Copy every one of the items below word for word, leaving nothing out and changing nothing.

▶ [Given information]
* BEGIN *
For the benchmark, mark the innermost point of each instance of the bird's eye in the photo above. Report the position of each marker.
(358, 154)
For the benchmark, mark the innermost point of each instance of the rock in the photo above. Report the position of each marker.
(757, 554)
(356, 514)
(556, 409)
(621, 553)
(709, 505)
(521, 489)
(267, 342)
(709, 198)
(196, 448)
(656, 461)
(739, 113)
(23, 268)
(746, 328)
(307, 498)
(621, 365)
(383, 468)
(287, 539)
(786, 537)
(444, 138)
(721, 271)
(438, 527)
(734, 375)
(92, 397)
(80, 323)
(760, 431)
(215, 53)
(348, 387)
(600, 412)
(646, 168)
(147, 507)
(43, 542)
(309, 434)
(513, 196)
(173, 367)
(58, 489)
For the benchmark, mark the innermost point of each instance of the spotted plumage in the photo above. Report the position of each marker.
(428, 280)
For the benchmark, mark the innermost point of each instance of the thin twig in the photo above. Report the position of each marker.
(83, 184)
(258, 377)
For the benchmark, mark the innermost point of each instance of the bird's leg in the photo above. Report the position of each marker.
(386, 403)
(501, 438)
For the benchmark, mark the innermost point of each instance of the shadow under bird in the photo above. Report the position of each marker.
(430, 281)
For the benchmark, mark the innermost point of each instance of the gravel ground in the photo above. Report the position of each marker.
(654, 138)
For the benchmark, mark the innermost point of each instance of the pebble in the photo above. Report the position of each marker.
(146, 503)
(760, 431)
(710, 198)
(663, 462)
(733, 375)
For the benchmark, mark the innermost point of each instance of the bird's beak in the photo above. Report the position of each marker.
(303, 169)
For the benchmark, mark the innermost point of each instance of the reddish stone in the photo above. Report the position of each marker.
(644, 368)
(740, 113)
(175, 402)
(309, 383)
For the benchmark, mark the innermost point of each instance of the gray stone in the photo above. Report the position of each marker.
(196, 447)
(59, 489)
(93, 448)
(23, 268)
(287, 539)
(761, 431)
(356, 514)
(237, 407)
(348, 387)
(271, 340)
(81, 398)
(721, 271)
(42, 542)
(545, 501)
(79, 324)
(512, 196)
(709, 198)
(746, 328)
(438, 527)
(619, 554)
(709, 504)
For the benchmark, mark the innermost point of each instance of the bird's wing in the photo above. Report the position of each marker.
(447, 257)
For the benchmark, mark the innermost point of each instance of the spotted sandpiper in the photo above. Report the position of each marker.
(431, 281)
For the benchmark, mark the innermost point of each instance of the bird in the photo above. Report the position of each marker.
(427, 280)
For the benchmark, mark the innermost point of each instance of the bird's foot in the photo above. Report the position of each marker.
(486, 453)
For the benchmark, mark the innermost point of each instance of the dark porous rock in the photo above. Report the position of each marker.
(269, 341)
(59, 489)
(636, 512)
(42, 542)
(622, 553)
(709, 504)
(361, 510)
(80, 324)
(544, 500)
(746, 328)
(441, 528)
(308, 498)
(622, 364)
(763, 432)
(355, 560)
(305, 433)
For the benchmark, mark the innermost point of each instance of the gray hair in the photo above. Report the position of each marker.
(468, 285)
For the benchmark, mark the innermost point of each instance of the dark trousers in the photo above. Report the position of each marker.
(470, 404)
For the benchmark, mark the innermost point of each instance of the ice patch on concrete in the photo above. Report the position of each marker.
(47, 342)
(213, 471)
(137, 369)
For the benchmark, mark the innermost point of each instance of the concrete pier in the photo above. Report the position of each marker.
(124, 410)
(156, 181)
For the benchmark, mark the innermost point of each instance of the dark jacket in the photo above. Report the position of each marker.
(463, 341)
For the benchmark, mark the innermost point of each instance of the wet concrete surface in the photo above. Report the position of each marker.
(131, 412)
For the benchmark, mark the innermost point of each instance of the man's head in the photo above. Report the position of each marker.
* END *
▶ [Solution for this problem]
For the benchmark, mark the innermost point of each instance of the bird's eye in the photo above. Report the position of each marker.
(358, 154)
For the benchmark, mark the innermost point of each instance of the rock in the photo above. Report the position of each marker.
(757, 554)
(356, 514)
(556, 409)
(621, 553)
(709, 505)
(521, 489)
(267, 342)
(709, 198)
(196, 448)
(656, 461)
(739, 113)
(23, 268)
(746, 328)
(307, 498)
(621, 365)
(383, 468)
(287, 539)
(786, 537)
(444, 138)
(721, 271)
(438, 527)
(734, 375)
(92, 397)
(80, 323)
(760, 431)
(215, 53)
(348, 387)
(600, 412)
(646, 168)
(147, 507)
(43, 542)
(309, 434)
(513, 196)
(173, 367)
(58, 489)
For the benchmark, mark the innermost point of each instance of the spotted plumage in the photo above. Report the position of each marker.
(428, 280)
For the benchmark, mark the innermost point of each instance of the thin twig in the photo above. Report the position of each marker.
(83, 184)
(258, 377)
For the benchmark, mark the innermost point of each instance of the bird's leg in the photo above. Report the position of each marker.
(386, 403)
(501, 438)
For the benchmark, mark the innermost point of each instance of the shadow under bird in the photo above. Report the position of each marker.
(430, 281)
For the benchmark, mark the innermost point of each instance of the gravel ground in the photo above. Report the position of each marker.
(654, 138)
For the benchmark, mark the innermost point of each instance of the pebble in the photo above. Report the position of each marker.
(146, 503)
(760, 431)
(710, 198)
(663, 462)
(733, 375)
For the benchmark, mark the innermost point of each instance of the bird's beak in the photo above. Report the position of each marker.
(303, 169)
For the benchmark, mark the innermost point of each instance of the reddish stone in the photo above. Report the position of each marker.
(644, 368)
(740, 113)
(175, 402)
(309, 383)
For the benchmark, mark the innermost point of each instance of the gray stone in the photo above. Report the position of each marker.
(196, 447)
(59, 489)
(93, 448)
(23, 268)
(287, 539)
(761, 431)
(356, 514)
(237, 407)
(348, 387)
(271, 340)
(81, 398)
(721, 271)
(42, 542)
(545, 501)
(79, 324)
(512, 196)
(709, 198)
(746, 328)
(438, 527)
(619, 554)
(709, 504)
For the benchmark, mark the innermost point of each instance of the bird's wing in the photo above. Report the position of each marker.
(447, 257)
For the benchmark, mark the innermost point of each instance of the spotted sandpiper in the photo above. Report the position of each marker.
(431, 281)
For the benchmark, mark the innermost point of each instance of the bird in the photo above. Report the position of each marker.
(427, 280)
For the benchmark, mark the innermost point of each instance of the bird's foot in the photo above. Report the position of each marker.
(486, 453)
For the benchmark, mark the innermost point of each instance of the dark porous rock in the photo above. Report the position of each marker.
(269, 341)
(59, 489)
(636, 512)
(42, 542)
(622, 553)
(709, 504)
(361, 510)
(80, 324)
(544, 500)
(746, 328)
(441, 528)
(308, 498)
(622, 364)
(763, 432)
(355, 560)
(305, 433)
For the benchmark, mark the innermost point of each instance of the gray hair in the photo above. Report the position of each marker.
(468, 285)
For the benchmark, mark the innermost point of each instance of the dark trousers in the photo above. Report the position of each marker.
(470, 404)
For the benchmark, mark the innermost point of each instance of the ice patch on concrete in the photo above. Report the position of each marker.
(47, 342)
(213, 471)
(137, 369)
For the benchmark, mark the innermost point of each instance of the concrete pier in the photo above. Report the position of each marker.
(124, 410)
(156, 181)
For the benchmark, mark the innermost point of each instance of the dark jacket in the photo above. Report the position of each marker.
(463, 341)
For the benchmark, mark the innermost point of each instance of the wet concrete surface in the photo above. Report the position of each marker.
(131, 412)
For the benchmark, mark the innermost point of each instance of the man's head in the photo above. Report the position of each marker.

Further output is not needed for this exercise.